## Problem description
Report every line in the data below that contains the word "warning", copying each such line in full.
++++++++
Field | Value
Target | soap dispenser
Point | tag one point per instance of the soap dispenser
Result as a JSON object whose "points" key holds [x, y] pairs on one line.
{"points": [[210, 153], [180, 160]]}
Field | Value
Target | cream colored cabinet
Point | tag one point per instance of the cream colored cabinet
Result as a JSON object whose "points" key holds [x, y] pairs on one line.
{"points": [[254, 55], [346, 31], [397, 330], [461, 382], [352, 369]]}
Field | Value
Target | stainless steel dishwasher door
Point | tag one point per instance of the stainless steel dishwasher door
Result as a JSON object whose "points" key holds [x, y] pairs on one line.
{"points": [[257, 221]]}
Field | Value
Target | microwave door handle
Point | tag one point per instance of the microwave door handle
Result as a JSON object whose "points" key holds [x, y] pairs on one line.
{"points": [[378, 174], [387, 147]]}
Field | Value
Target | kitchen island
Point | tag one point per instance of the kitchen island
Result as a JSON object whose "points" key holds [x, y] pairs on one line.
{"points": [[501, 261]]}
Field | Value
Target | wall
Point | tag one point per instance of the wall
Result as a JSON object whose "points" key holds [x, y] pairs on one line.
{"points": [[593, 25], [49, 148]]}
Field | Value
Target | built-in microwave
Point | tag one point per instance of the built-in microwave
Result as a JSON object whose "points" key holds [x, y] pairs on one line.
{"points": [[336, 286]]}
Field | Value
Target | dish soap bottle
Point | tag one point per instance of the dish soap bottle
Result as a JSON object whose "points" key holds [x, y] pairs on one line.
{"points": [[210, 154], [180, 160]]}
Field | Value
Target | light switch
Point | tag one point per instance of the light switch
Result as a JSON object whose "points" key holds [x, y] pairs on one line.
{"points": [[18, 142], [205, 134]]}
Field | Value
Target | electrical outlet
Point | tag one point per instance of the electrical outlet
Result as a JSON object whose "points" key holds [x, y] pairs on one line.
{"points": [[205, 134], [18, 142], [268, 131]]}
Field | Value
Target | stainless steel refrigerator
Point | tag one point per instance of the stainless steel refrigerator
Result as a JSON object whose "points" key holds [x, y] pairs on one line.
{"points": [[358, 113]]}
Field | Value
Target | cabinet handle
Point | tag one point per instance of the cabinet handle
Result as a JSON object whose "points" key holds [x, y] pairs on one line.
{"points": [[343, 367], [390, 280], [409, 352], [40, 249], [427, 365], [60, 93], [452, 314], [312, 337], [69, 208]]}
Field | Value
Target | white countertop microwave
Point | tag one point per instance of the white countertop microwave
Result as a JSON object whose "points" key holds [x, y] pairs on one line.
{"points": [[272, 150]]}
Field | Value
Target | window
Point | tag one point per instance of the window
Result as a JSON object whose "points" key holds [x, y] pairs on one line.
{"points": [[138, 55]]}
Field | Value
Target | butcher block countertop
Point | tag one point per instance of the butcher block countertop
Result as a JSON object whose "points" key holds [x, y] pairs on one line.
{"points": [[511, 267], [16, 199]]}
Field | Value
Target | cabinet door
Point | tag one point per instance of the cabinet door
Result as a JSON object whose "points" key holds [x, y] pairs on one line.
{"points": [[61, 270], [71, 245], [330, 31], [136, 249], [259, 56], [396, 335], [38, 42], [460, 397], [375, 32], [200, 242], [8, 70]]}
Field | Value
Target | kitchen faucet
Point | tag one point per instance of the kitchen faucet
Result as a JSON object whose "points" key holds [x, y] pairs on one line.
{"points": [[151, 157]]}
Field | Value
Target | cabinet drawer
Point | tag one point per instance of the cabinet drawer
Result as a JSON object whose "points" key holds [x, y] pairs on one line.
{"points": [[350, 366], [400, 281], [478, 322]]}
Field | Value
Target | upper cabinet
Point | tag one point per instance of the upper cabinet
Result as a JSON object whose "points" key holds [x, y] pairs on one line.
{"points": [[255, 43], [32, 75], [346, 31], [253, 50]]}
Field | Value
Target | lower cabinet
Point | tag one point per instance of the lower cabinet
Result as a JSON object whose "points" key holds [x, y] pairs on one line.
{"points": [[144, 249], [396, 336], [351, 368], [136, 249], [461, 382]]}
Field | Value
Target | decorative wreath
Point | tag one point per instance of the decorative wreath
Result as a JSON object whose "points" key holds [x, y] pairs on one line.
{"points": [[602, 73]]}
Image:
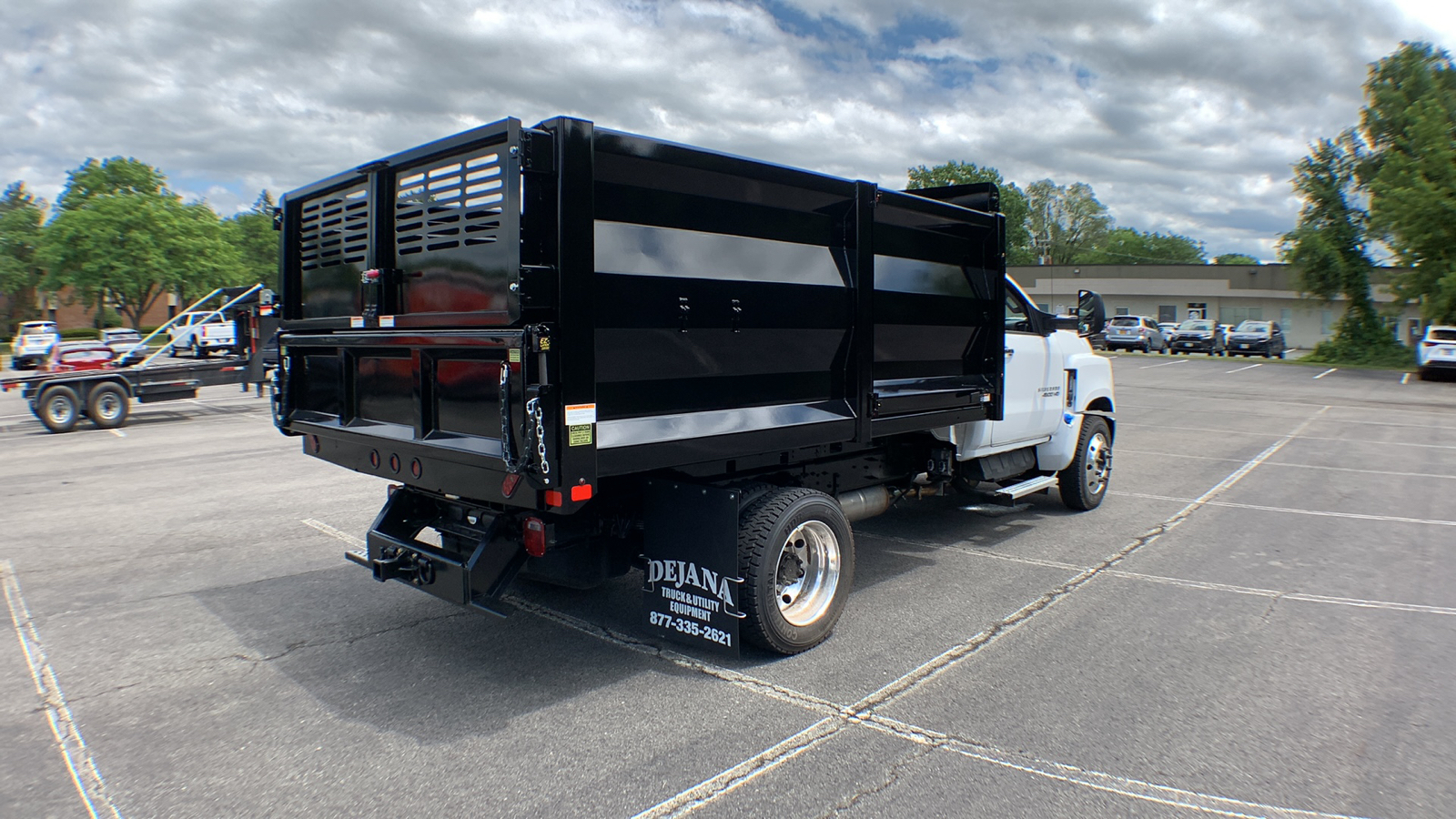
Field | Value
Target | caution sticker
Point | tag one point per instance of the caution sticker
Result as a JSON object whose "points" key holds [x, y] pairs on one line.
{"points": [[581, 414]]}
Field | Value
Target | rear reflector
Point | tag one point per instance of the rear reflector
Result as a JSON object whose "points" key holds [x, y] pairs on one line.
{"points": [[510, 482], [535, 535]]}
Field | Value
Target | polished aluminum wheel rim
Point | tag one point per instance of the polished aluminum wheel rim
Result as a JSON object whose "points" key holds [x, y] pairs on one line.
{"points": [[1098, 464], [807, 573], [60, 410], [109, 407]]}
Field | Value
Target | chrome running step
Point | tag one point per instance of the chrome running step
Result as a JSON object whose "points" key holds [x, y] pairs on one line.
{"points": [[1038, 484]]}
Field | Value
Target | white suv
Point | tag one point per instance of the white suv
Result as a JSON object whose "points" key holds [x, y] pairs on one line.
{"points": [[1135, 332], [1436, 351], [33, 344]]}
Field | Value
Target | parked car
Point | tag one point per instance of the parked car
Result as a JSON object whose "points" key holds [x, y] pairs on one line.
{"points": [[1135, 332], [1436, 351], [1198, 336], [33, 343], [201, 332], [77, 356], [1257, 339], [127, 343]]}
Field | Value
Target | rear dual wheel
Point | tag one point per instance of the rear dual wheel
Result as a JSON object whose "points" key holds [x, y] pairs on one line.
{"points": [[797, 560]]}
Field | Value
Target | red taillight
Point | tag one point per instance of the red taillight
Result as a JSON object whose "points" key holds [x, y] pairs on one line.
{"points": [[535, 535]]}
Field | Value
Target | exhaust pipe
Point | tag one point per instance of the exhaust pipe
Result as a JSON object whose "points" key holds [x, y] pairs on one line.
{"points": [[864, 503]]}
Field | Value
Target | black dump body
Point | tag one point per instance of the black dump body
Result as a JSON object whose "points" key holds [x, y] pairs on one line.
{"points": [[524, 317]]}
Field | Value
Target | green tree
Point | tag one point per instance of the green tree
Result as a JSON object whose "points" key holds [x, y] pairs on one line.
{"points": [[1012, 201], [257, 241], [111, 177], [123, 237], [1235, 259], [1126, 245], [1067, 220], [1410, 171], [21, 219], [1329, 249]]}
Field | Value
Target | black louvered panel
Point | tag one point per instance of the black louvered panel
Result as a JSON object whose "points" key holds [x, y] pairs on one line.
{"points": [[451, 217], [332, 244]]}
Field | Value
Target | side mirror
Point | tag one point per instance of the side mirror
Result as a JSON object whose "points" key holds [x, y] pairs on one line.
{"points": [[1091, 314]]}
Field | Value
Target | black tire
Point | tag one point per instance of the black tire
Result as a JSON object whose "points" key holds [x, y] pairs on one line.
{"points": [[791, 617], [58, 409], [1084, 482], [108, 405]]}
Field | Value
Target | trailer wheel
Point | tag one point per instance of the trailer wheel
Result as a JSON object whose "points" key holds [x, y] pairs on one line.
{"points": [[1084, 482], [108, 405], [58, 409], [797, 559]]}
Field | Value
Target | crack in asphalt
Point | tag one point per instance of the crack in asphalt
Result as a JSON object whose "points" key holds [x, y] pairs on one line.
{"points": [[890, 777]]}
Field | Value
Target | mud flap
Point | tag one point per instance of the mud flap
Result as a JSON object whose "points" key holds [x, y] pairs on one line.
{"points": [[691, 557]]}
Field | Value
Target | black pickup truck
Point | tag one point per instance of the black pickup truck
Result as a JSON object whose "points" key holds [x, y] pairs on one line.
{"points": [[574, 351]]}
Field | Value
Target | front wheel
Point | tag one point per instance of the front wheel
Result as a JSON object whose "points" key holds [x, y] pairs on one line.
{"points": [[1084, 482], [797, 560], [108, 405], [58, 409]]}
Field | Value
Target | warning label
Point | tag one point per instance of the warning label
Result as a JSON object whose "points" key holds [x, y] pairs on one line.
{"points": [[581, 414]]}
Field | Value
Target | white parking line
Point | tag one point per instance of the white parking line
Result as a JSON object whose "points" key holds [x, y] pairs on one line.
{"points": [[85, 774], [1315, 511]]}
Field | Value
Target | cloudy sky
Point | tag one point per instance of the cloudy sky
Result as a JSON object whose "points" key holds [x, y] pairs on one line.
{"points": [[1183, 116]]}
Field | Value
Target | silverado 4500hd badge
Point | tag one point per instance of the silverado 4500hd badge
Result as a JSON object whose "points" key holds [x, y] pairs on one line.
{"points": [[691, 579]]}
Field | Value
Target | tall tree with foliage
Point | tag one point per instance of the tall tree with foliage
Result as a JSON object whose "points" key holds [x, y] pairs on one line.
{"points": [[1329, 249], [257, 241], [123, 235], [1067, 220], [21, 219], [1012, 201], [1126, 245], [1410, 171]]}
++++++++
## The reply
Target | warning label
Point | tag one point per instance of the warning label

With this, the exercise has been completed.